_TEXTO PROPORCIONADO_
• • • • • • •

Por Felipe Acevedo Riquelme


Las veces que comí nieve de niño (cuando caía de manera abundante en Punta Arenas hasta hace al menos treinta años atrás) lo hice siempre a escondidas de mi madre. Este es el tipo de experiencia culinaria magallánica que viví. Siempre semi trunca al haber nacido y vivido toda mi infancia y adolescencia allá pero con padres santiaguinos. Mi madre jamás me permitió comer nada recogido de la calle —algo bastante sensato en una ciudad como Santiago.

Es así como esa envidia, que me hacía hervir por dentro cada vez que escuchaba a mis compañeros de curso presumir de cómo se habían comido un tarro de leche condensada entera con nieve, revivió en mí con la crónica culinaria de Jorge Teillier titulada Magallanes o el buen comer publicada en El Mercurio en 1980 en el entonces cuerpo “E” dedicado a la gastronomía y el turismo. Mi primera lectura de esta crónica está inevitablemente marcada por mis recuerdos, y ya desde la primera línea me queda dando vuelta el contraste entre quienes —siempre desde la ingesta —Teillier define como magallánicos versus yo mismo como tal. En el fondo, el poeta propone una ontología alimentaria —como lo llama Maria Christou en su libro Eating otherwise (2017)—desde su paladar de comensal agradecido. Quizás una de las razones que me llevó tanto a leerlo desde mi propia experiencia —además del egocentrismo inevitable —es que Teillier le da un espacio significativo a la experiencia de los niños en la década en que yo también lo fui, como ocurre en el caso de dichos helados que se preparaban con nieve y que yo nunca probé (no me cansaré nunca de resentirlo). Y ya que estoy metido hasta el cuello en la autorreferencia, seguiré en esto y me pregunto hasta qué punto soy magallánico si de niño se me negó esa experiencia así como también el desarrollo marcado del acento de la zona. Mi madre al parecer se tomó muy en serio su rol pedagógico en “la doble oralidad” de palabras y sabores que convergen en la boca —como indica Gisele Harrus-Rèvidi en Psychanalise de la gourmandise (1997).

En 1989, con mi hermana y una vecina, rodeado de nieve a la que no pude echarle leche condensada.

• • • • • • •

_DATOS PROPORCIONADOS_
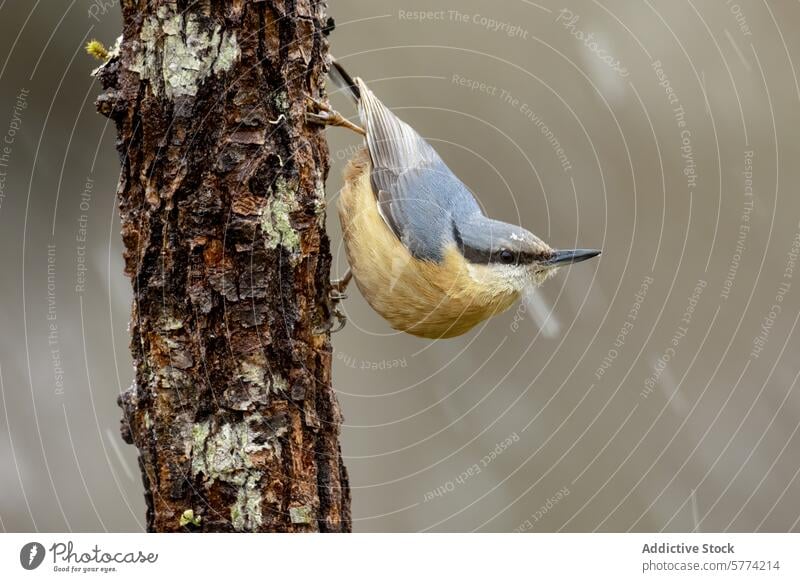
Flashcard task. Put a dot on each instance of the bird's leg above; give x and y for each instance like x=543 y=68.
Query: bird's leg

• • • • • • •

_TAREAS DEL EJERCICIO_
**1.** Enumera los títulos de las obras escritas, crónica o libros, que el texto sobre la nieve en Punta Arenas menciona.
**2.** Resume el texto sobre la nieve en Punta Arenas en dos oraciones.
**3.** Responde según el texto sobre la nieve en Punta Arenas:
(a) ¿En qué diario se publicó la crónica de Jorge Teillier?
(b) ¿Qué presumían los compañeros de curso de haberse comido con nieve?
(c) ¿Con quiénes estaba el autor en 1989, rodeado de nieve?
El material procede de una fuente distinta a la del texto.

_RESPUESTAS POR TAREA_
**1.**
Magallanes o el buen comer
Eating otherwise
Psychanalise de la gourmandise

**2.** El autor, nacido y criado en Punta Arenas con padres santiaguinos, comió nieve de niño solo a escondidas, porque su madre nunca le permitió comer nada recogido de la calle. La crónica de Jorge Teillier Magallanes o el buen comer, publicada en 1980, le revivió la envidia por los helados de nieve que nunca probó y lo lleva a preguntarse hasta qué punto es magallánico.

**3.**
(a) En El Mercurio.
(b) Un tarro de leche condensada entero.
(c) Con su hermana y una vecina.